Saved data entries:
————

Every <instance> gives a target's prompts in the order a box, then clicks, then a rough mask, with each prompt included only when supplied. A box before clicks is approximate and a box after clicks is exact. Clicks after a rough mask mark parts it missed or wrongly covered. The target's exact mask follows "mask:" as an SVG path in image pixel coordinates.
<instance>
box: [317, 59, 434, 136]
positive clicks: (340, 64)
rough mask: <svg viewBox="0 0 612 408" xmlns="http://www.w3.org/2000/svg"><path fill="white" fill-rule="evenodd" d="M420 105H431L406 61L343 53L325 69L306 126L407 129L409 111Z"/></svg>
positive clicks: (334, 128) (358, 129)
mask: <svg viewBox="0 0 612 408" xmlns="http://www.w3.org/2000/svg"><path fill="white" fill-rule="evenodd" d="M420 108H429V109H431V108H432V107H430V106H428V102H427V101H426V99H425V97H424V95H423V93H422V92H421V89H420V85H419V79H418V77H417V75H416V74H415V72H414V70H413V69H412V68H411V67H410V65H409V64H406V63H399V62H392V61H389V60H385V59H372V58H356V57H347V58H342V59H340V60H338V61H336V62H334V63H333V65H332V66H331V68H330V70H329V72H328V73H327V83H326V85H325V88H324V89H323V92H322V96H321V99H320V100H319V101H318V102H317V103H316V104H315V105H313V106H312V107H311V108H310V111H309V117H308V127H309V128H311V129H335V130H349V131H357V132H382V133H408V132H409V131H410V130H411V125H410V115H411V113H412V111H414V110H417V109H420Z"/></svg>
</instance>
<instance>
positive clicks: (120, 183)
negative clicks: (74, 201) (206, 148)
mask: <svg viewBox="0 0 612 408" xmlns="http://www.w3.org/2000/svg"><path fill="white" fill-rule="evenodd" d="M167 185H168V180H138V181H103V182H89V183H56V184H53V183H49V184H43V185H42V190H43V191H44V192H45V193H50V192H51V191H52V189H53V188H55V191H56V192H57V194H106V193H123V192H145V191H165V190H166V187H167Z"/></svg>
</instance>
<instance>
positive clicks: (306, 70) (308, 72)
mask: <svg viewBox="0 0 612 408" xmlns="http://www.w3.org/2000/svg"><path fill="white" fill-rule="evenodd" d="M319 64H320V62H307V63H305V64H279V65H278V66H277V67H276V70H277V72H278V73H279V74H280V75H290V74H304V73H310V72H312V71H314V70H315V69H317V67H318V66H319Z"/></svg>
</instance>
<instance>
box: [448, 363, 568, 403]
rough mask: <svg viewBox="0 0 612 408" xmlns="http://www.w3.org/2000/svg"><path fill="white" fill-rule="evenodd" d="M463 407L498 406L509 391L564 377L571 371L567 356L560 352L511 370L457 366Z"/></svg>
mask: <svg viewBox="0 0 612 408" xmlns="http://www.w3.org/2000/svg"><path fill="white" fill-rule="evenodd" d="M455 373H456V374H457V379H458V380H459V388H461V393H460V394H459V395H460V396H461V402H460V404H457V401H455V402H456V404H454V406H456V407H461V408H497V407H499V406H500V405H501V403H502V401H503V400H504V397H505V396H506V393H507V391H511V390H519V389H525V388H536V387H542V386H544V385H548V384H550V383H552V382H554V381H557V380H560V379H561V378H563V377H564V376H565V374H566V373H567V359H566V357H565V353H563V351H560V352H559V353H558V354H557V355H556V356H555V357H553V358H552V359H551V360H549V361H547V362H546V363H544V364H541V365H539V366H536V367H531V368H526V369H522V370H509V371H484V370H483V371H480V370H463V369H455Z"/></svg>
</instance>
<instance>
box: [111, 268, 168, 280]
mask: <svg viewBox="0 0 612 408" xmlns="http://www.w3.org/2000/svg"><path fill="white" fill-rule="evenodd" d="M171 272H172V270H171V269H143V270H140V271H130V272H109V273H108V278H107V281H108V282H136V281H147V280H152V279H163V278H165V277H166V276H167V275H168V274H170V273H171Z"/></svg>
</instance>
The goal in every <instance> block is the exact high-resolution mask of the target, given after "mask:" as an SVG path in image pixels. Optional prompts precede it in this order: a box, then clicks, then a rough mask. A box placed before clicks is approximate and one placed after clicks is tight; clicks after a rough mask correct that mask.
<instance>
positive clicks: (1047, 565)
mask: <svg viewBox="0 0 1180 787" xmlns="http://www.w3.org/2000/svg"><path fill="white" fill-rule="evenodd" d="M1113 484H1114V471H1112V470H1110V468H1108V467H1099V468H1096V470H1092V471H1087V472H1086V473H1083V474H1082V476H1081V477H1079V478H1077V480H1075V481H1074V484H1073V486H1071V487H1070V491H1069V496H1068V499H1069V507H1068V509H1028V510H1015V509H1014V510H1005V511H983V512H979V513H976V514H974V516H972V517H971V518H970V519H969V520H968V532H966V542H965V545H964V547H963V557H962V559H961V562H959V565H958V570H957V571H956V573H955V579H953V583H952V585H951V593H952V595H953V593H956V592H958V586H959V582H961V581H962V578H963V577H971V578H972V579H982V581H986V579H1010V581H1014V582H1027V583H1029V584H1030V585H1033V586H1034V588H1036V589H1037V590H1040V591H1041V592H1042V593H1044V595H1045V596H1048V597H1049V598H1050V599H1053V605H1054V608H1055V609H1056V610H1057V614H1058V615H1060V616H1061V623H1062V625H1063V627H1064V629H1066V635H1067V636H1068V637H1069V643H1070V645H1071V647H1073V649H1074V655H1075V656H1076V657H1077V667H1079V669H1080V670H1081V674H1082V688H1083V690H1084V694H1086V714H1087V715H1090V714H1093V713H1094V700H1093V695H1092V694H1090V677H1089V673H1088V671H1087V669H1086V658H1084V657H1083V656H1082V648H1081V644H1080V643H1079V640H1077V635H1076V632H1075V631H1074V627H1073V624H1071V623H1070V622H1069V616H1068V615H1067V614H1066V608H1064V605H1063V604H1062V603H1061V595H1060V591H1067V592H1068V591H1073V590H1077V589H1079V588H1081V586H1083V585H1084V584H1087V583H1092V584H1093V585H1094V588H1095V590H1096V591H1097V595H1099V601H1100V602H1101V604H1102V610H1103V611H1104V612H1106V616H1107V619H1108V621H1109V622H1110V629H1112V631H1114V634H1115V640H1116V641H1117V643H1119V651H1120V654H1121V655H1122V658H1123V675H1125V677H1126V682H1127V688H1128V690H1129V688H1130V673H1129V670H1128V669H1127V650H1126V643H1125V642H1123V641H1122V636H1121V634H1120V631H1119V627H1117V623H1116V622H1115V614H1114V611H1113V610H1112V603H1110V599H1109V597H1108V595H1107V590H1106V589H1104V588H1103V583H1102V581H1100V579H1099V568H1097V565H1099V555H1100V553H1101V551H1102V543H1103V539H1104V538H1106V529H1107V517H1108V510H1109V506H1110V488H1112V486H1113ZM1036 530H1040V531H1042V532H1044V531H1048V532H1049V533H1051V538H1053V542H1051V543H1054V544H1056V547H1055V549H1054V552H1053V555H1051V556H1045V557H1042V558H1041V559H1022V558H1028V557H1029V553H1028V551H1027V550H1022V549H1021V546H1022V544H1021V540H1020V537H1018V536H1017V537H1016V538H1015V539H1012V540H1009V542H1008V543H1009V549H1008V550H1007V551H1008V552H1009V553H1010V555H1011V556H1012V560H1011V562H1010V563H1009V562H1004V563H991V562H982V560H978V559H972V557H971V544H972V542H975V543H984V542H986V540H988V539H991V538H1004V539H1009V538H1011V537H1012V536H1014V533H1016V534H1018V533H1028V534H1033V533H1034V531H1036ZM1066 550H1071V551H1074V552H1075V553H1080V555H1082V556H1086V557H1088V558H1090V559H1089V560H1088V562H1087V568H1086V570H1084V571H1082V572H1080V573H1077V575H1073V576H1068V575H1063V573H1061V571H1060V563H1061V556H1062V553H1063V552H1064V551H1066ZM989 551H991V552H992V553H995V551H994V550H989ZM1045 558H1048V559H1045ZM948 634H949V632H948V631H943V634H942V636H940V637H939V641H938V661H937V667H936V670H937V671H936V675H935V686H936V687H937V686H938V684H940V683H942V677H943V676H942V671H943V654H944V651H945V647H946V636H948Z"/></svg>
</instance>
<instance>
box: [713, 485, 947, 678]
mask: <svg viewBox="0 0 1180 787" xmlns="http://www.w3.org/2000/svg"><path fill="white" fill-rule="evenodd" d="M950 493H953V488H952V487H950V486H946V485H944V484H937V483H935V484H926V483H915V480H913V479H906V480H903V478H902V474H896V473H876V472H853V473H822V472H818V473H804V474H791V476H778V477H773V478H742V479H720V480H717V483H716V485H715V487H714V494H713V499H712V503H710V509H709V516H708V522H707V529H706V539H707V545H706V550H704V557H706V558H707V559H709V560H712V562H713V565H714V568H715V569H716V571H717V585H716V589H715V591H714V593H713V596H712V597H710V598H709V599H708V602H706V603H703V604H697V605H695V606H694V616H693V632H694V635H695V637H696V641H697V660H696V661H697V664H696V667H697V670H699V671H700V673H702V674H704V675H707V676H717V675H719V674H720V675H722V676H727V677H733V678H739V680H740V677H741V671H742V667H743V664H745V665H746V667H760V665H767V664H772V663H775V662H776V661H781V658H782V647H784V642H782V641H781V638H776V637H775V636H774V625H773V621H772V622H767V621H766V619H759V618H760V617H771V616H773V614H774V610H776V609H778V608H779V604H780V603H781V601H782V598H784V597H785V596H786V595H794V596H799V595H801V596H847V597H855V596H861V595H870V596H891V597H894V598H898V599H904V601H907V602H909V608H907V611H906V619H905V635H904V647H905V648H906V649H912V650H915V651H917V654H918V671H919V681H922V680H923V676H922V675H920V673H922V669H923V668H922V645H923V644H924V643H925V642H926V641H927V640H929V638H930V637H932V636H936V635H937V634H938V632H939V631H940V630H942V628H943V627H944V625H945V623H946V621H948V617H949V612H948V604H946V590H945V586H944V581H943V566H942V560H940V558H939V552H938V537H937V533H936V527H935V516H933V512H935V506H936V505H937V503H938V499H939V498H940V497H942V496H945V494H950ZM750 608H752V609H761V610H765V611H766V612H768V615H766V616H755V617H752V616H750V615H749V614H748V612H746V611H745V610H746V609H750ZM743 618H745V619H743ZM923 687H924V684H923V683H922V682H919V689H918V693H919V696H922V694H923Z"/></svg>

————

WORK TO BE COMPLETED: Identify every line in the data above that contains the word "rough", and copy each of those lines in full.

EXERCISE SOLUTION:
Every <instance> gives a target's prompts in the order a box, then clicks, then a rough mask, with each prompt included only when supplied. A box before clicks is approximate and a box after clicks is exact. Clicks after a rough mask mark parts it missed or wrongly covered. The target's exact mask follows "mask:" as an SVG path in image pixel coordinates.
rough mask: <svg viewBox="0 0 612 408" xmlns="http://www.w3.org/2000/svg"><path fill="white" fill-rule="evenodd" d="M420 105H431L406 61L343 53L325 69L306 126L407 129L409 111Z"/></svg>
rough mask: <svg viewBox="0 0 612 408" xmlns="http://www.w3.org/2000/svg"><path fill="white" fill-rule="evenodd" d="M463 407L498 406L509 391L564 377L571 371L567 356L560 352L511 370L457 366Z"/></svg>
The goal in every <instance> block is the exact high-resolution mask of the target, given after "mask:" as an SVG path in image pixels. Optional prompts precede it in this order: a box, then clicks, then a rough mask. A box placed before clicks is approximate and one placed after clicks is tight; clicks after a rough mask correct that mask.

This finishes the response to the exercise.